*** Block opens ***
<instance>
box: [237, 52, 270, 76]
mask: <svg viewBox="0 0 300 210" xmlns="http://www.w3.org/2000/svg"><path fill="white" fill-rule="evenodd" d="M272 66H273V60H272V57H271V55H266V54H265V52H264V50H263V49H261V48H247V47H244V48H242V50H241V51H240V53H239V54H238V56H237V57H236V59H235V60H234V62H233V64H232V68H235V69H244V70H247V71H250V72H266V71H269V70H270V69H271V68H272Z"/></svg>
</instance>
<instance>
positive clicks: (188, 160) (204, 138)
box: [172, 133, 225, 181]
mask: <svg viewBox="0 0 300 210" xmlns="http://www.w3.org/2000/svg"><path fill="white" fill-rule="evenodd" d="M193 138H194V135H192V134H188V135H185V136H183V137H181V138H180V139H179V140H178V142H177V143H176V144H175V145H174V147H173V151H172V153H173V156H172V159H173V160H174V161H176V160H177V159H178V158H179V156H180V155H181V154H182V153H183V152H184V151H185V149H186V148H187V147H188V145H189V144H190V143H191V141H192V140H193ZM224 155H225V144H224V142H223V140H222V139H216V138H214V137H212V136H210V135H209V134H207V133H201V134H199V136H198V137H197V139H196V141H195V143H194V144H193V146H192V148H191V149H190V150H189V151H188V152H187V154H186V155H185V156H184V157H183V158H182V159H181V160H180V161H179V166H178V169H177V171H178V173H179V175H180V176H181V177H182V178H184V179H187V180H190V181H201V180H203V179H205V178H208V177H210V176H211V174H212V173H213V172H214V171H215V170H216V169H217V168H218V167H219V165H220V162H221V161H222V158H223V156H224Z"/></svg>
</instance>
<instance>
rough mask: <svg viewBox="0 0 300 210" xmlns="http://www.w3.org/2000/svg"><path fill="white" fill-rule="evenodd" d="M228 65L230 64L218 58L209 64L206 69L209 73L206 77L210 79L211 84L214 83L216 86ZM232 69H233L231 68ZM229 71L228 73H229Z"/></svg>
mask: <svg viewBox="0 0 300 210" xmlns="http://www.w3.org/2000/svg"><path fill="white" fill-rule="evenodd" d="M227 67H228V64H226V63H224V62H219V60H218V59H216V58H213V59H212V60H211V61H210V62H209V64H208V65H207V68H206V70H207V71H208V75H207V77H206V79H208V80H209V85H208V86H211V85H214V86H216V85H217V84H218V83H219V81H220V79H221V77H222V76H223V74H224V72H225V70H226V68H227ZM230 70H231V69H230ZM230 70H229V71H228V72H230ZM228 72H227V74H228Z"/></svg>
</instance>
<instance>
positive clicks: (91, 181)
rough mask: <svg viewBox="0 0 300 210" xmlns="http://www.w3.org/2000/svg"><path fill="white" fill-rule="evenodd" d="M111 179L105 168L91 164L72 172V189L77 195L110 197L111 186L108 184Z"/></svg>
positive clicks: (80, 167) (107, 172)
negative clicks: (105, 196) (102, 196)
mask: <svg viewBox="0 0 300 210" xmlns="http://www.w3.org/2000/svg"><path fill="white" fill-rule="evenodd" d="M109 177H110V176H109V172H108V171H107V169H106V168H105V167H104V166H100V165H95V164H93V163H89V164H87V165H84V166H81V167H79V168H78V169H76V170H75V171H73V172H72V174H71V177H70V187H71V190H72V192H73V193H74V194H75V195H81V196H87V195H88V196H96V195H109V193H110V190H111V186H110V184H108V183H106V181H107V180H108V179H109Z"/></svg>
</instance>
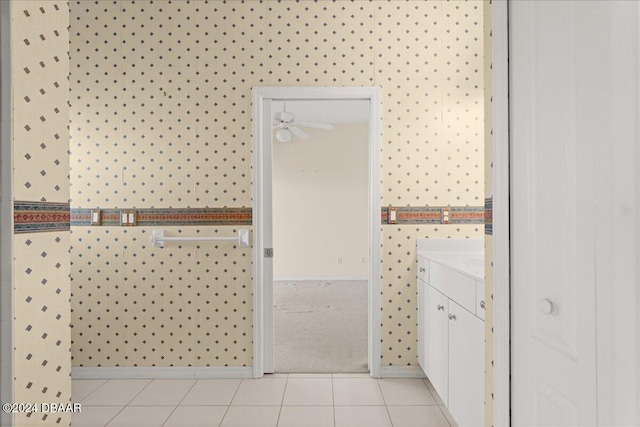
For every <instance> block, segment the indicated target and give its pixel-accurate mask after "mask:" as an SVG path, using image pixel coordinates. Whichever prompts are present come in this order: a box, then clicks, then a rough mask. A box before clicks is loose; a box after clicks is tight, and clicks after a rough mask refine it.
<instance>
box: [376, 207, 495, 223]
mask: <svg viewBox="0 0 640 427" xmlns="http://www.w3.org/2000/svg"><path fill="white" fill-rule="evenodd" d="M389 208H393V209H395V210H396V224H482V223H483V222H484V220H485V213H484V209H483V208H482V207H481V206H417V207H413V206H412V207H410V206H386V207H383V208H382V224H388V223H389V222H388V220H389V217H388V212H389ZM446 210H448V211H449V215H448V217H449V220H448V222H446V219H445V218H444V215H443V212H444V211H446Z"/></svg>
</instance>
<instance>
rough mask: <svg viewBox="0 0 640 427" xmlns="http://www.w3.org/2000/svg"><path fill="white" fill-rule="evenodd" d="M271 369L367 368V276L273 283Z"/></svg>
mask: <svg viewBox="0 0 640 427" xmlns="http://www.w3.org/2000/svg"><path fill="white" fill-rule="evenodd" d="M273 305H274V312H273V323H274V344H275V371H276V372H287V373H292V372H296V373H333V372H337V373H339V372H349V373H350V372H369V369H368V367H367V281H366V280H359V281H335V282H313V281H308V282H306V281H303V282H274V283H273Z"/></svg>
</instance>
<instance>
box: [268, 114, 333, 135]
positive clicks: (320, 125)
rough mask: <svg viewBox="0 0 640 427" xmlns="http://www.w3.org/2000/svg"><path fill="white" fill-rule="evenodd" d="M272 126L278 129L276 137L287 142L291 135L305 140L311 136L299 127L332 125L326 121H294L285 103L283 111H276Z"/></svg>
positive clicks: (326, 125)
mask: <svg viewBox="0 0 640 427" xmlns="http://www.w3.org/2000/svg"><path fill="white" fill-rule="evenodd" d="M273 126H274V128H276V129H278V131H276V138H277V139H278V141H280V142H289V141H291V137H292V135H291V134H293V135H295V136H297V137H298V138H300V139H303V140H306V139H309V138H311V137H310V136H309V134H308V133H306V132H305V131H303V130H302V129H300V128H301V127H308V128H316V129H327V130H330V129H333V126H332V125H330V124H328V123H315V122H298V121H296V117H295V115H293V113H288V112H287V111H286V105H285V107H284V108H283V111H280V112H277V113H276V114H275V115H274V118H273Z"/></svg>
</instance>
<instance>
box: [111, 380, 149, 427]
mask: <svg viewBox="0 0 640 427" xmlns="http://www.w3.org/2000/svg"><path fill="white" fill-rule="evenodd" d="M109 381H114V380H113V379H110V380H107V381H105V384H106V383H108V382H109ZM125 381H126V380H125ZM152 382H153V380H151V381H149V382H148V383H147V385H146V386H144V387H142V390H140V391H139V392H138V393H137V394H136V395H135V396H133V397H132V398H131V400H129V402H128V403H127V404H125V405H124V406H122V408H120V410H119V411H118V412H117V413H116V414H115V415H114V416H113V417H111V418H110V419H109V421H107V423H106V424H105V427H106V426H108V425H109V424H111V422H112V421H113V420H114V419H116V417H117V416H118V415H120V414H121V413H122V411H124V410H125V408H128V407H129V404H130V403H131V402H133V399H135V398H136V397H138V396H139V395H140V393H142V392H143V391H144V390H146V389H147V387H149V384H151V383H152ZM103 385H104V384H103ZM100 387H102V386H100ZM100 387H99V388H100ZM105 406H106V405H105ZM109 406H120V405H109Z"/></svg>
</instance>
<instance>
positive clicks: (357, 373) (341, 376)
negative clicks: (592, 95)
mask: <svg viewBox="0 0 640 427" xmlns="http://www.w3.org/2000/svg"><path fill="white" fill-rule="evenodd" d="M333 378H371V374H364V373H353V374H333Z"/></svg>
*** Block closes ***
*** Block opens ***
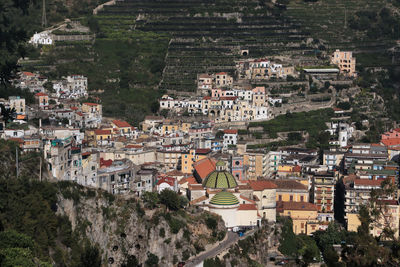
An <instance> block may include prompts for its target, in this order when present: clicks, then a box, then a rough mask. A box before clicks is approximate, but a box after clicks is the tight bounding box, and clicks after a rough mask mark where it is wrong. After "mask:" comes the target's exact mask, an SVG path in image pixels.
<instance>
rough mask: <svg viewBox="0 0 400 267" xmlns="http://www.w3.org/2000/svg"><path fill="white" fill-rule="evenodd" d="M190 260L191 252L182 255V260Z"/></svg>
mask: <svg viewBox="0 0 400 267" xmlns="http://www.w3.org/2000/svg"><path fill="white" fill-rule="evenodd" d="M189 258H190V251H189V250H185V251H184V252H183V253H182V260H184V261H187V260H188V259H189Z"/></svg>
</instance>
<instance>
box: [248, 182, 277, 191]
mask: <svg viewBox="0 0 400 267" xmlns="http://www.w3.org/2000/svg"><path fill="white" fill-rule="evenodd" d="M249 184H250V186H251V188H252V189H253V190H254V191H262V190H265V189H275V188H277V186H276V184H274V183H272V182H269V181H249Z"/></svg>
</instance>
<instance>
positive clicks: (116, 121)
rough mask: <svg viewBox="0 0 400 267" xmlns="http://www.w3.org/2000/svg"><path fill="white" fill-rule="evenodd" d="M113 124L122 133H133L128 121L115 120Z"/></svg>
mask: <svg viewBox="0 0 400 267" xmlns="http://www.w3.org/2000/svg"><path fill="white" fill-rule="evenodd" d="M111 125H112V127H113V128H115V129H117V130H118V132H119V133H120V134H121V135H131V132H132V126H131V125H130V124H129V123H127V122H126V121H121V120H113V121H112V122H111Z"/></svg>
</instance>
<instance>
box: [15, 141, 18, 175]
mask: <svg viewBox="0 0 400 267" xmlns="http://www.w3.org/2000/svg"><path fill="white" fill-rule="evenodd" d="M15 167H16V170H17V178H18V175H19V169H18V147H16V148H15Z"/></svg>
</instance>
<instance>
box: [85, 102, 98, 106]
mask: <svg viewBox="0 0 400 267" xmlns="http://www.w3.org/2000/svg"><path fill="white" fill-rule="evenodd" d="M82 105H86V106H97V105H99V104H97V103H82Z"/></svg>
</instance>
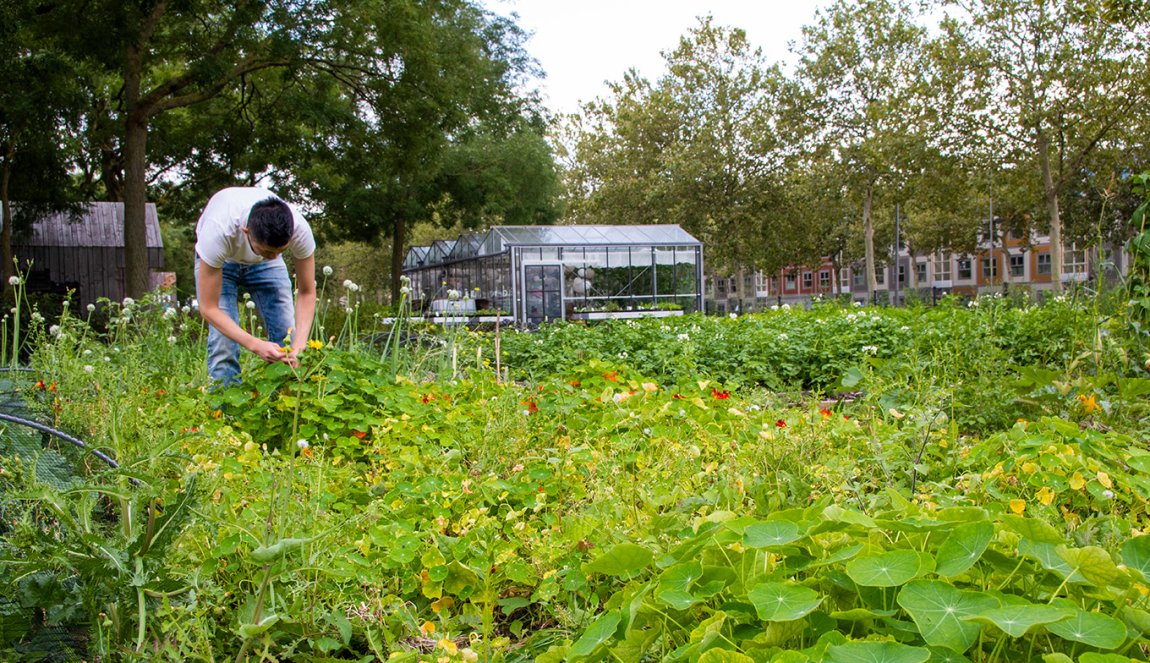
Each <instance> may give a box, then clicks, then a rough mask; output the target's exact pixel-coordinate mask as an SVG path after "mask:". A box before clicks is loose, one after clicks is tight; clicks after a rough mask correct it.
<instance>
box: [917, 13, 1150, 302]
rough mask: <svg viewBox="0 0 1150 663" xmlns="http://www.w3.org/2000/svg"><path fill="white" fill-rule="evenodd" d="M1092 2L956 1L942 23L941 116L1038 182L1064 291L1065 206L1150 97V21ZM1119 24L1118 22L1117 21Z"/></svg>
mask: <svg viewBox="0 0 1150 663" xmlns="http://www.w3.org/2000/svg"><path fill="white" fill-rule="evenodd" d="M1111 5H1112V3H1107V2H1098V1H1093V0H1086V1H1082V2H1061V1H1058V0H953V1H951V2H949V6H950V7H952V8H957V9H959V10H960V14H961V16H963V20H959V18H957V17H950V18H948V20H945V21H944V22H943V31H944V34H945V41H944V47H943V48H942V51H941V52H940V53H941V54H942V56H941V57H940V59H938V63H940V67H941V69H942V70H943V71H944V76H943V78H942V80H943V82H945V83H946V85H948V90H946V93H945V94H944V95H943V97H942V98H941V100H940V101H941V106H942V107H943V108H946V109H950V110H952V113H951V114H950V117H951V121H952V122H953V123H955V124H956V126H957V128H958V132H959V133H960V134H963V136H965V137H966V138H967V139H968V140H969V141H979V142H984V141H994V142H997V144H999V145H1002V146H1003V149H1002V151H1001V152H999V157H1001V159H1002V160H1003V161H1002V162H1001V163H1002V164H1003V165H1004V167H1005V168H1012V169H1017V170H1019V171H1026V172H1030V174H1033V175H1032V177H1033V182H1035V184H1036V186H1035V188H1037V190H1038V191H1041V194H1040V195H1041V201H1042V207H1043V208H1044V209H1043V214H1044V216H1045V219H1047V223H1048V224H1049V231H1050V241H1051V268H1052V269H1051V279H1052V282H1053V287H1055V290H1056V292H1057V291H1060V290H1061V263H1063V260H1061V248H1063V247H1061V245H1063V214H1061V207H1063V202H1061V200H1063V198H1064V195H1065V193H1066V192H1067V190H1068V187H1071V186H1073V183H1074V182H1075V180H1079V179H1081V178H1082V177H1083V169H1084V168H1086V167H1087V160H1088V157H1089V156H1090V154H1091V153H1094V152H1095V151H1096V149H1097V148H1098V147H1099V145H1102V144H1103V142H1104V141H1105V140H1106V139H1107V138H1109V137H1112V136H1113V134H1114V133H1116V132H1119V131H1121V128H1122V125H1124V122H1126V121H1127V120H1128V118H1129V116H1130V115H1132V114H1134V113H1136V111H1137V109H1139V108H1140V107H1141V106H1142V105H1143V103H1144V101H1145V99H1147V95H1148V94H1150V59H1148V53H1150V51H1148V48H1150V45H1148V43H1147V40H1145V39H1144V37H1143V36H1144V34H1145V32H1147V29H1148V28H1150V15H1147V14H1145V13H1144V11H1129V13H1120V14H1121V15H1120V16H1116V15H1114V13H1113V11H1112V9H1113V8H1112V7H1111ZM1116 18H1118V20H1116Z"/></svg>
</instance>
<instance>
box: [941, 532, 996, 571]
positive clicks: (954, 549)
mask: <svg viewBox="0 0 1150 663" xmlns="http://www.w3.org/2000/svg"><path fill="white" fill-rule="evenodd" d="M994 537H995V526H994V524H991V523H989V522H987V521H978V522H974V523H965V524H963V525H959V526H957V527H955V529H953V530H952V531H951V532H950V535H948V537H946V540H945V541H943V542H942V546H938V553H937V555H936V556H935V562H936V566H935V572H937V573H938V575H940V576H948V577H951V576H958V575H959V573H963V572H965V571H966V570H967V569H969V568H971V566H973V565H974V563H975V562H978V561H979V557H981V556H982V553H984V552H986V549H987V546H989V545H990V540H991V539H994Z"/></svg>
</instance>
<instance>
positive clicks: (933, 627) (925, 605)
*** Block closes ***
[Exercise directions] Please state how many lines of the data above contain the string "image", matching case exactly, and reply with that number alone.

[Expected output] 2